::: SOURCE RECORDS
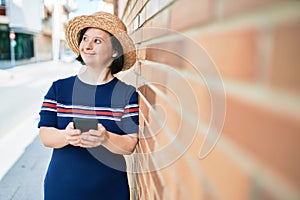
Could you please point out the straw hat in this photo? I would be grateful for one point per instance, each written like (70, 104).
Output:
(107, 22)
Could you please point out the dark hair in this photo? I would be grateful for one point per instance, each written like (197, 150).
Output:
(118, 62)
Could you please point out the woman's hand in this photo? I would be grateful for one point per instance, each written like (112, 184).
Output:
(72, 135)
(93, 138)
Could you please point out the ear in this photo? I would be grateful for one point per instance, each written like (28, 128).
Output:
(115, 54)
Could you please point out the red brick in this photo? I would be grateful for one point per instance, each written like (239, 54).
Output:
(285, 57)
(228, 179)
(234, 52)
(228, 8)
(166, 53)
(185, 14)
(270, 135)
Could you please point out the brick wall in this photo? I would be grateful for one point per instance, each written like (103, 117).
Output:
(219, 98)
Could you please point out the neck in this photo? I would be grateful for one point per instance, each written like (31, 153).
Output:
(96, 76)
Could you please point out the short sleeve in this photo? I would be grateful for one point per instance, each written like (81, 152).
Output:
(130, 118)
(48, 112)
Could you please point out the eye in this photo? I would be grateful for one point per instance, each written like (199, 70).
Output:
(84, 38)
(97, 41)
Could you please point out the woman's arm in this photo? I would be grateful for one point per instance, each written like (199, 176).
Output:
(55, 138)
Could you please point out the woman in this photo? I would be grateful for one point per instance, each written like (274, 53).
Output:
(90, 164)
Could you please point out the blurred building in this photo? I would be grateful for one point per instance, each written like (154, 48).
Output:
(31, 24)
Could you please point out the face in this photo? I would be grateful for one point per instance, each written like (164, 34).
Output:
(96, 48)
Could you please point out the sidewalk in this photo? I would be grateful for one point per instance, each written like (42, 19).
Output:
(24, 181)
(23, 158)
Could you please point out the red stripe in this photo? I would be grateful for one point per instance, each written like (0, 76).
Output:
(130, 110)
(52, 105)
(89, 112)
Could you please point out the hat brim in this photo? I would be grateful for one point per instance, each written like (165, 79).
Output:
(76, 24)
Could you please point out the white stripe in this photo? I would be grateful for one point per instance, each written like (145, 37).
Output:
(132, 106)
(90, 108)
(88, 116)
(130, 115)
(50, 101)
(49, 109)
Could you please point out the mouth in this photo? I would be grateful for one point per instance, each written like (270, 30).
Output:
(88, 53)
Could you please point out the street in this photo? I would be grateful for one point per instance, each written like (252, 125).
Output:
(21, 92)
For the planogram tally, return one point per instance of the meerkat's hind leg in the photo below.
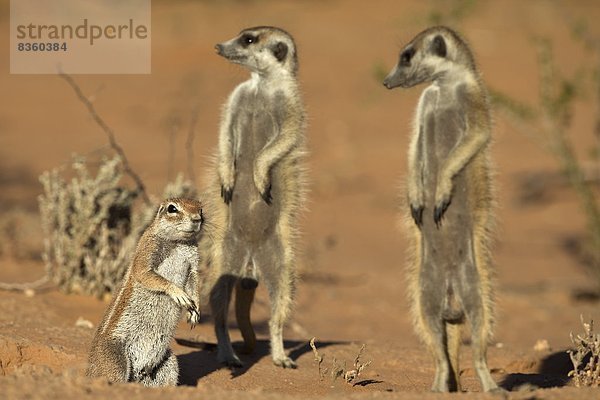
(453, 339)
(220, 297)
(110, 360)
(435, 331)
(244, 296)
(433, 327)
(475, 313)
(280, 281)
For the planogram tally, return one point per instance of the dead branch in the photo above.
(109, 133)
(189, 144)
(24, 287)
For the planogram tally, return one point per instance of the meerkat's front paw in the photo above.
(266, 195)
(417, 214)
(285, 362)
(443, 198)
(226, 193)
(226, 174)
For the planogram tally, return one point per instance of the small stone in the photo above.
(542, 345)
(84, 323)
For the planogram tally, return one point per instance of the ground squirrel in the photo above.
(132, 341)
(260, 175)
(451, 202)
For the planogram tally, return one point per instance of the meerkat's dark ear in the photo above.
(438, 46)
(280, 51)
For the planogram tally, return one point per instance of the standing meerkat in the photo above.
(451, 202)
(260, 173)
(132, 341)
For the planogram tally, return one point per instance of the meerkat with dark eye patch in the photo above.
(451, 202)
(260, 170)
(132, 341)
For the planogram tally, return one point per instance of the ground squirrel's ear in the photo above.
(438, 46)
(280, 51)
(172, 209)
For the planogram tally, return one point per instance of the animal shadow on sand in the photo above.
(553, 372)
(201, 363)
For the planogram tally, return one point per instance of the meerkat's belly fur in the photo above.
(258, 120)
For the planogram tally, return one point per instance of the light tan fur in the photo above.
(131, 343)
(450, 203)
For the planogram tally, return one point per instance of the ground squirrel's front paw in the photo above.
(193, 317)
(417, 214)
(285, 362)
(262, 182)
(227, 193)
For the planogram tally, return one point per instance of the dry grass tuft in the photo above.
(338, 370)
(91, 225)
(586, 357)
(89, 228)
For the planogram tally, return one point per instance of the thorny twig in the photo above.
(340, 370)
(584, 373)
(25, 287)
(109, 133)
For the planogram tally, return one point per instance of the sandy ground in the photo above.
(353, 290)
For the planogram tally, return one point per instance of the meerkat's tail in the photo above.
(244, 296)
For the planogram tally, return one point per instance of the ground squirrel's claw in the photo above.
(267, 195)
(226, 194)
(417, 214)
(439, 211)
(193, 317)
(183, 300)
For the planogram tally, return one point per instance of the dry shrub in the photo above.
(91, 224)
(586, 357)
(87, 222)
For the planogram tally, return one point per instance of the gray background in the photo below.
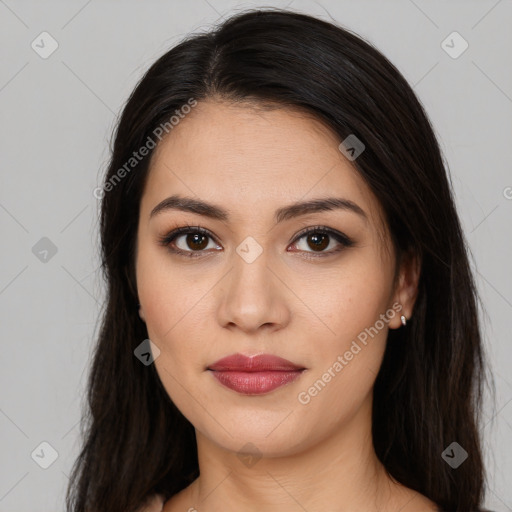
(57, 116)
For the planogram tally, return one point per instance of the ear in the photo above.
(141, 314)
(406, 288)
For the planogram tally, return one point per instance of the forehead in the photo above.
(247, 157)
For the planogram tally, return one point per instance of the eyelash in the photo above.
(167, 239)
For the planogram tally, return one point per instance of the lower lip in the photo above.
(255, 383)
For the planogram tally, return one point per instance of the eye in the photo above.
(192, 241)
(319, 238)
(188, 241)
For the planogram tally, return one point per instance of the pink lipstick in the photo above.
(254, 375)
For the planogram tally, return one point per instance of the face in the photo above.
(251, 282)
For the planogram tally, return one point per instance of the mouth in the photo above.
(254, 375)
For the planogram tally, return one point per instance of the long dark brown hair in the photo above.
(430, 387)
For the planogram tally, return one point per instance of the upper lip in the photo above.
(257, 363)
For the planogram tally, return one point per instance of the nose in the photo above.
(254, 296)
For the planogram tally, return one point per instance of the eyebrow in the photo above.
(199, 207)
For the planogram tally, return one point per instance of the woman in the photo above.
(277, 220)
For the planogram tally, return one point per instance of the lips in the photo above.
(254, 375)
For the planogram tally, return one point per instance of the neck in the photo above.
(339, 473)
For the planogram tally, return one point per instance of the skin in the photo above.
(318, 455)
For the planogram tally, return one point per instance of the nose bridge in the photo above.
(252, 296)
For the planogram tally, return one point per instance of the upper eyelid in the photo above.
(183, 230)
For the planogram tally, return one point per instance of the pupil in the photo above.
(193, 240)
(320, 241)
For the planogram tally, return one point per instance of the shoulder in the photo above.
::::::
» EXERCISE BRIEF
Each line in the entries above that includes the word "brick" counts once; state the total and nothing else.

» OUTPUT
2